Hay algo que he admirado siempre de Brasil: produce aviones. La empresa se llama EMBRAER (Empresa Brasileira de Aeronáutica), y los fabrica en versiones comercial, militar y ejecutiva. Es la única empresa de Latinoamérica que figura entre las grandes como Boeing, Airbus o Lockheed Martin.
EMBRAER fue creada en 1969 por iniciativa gubernamental, y estoy seguro que como parte de una visión estratégica de industrialización y desarrollo tecnológico nacional, cosa que me parece encomiable de todo punto, con la salvedad incómoda de que todo esto fue puesto en marcha en los tiempos de la dictadura militar, que duró de 1964 a 1985. La expresidenta Dilma Rousseff, por ejemplo, sufrió en carne propia los rigores de la tortura a la que fue sometida por los militares al inicio de la década de los 70.
Y es que, al igual que muchos otros países como Argentina o Chile, la experiencia de gobiernos militares no es ajena a Brasil durante el siglo XX, sobre todo durante la Guerra Fría, período en el que se intensificó la estrategia norteamericana de imposición de dictaduras militares en Sudamérica como cinturón de contención de la izquierda comunista que se desplegaron como articulación de las oligarquías capitalistas nacionales e internacionales, y que les costara la vida a decenas de miles de personas, muchas de ellas desaparecidas o torturadas despiadadamente como la propia Dilma.

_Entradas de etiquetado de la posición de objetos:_
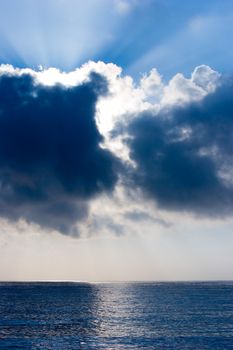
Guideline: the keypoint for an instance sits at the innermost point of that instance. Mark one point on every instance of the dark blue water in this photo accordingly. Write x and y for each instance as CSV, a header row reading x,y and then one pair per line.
x,y
116,316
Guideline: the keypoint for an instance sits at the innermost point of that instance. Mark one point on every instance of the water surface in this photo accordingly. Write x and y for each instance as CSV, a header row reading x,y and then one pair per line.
x,y
116,316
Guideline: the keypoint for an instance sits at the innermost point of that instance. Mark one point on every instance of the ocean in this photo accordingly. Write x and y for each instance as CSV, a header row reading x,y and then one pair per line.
x,y
60,315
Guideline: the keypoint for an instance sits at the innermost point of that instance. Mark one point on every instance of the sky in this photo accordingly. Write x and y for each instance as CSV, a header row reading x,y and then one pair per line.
x,y
116,139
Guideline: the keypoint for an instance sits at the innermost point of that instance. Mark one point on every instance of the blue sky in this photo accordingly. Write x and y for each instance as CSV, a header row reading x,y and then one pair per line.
x,y
173,36
116,139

_QUÉ HAY QUE HACER:_
(a) ¿Cómo quedaría el texto sobre EMBRAER si cambias "Sudamérica" por "América del Sur" en todo lo que va desde "Y es que, al" hasta "la propia Dilma."? Escribe ese pasaje con el cambio.
(b) ¿Qué filas contienen la palabra "that"? Selecciónalas y cópialas todas.
El texto sobre EMBRAER y las filas no guardan relación entre sí.

_RESPUESTAS:_
(a)
Y es que, al igual que muchos otros países como Argentina o Chile, la experiencia de gobiernos militares no es ajena a Brasil durante el siglo XX, sobre todo durante la Guerra Fría, período en el que se intensificó la estrategia norteamericana de imposición de dictaduras militares en América del Sur como cinturón de contención de la izquierda comunista que se desplegaron como articulación de las oligarquías capitalistas nacionales e internacionales, y que les costara la vida a decenas de miles de personas, muchas de ellas desaparecidas o torturadas despiadadamente como la propia Dilma.

(b)
Guideline: the keypoint for an instance sits at the innermost point of that instance. Mark one point on every instance of the dark blue water in this photo accordingly. Write x and y for each instance as CSV, a header row reading x,y and then one pair per line.
Guideline: the keypoint for an instance sits at the innermost point of that instance. Mark one point on every instance of the water surface in this photo accordingly. Write x and y for each instance as CSV, a header row reading x,y and then one pair per line.
Guideline: the keypoint for an instance sits at the innermost point of that instance. Mark one point on every instance of the ocean in this photo accordingly. Write x and y for each instance as CSV, a header row reading x,y and then one pair per line.
Guideline: the keypoint for an instance sits at the innermost point of that instance. Mark one point on every instance of the sky in this photo accordingly. Write x and y for each instance as CSV, a header row reading x,y and then one pair per line.
Guideline: the keypoint for an instance sits at the innermost point of that instance. Mark one point on every instance of the blue sky in this photo accordingly. Write x and y for each instance as CSV, a header row reading x,y and then one pair per line.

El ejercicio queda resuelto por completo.